**Aim**. Could you output the records below as a JSON list of strings, with one string per line and any blank lines dropped?

**Data excerpts**.

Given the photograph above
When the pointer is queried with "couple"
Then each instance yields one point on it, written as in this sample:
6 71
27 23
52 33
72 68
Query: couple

**Response to the task**.
[
  "Given the photograph above",
  "When the pointer is queried with \"couple\"",
  "Then each instance yields one point on it, written as in this sample:",
  "6 71",
  "27 23",
  "52 33",
  "72 68",
  "Query: couple"
]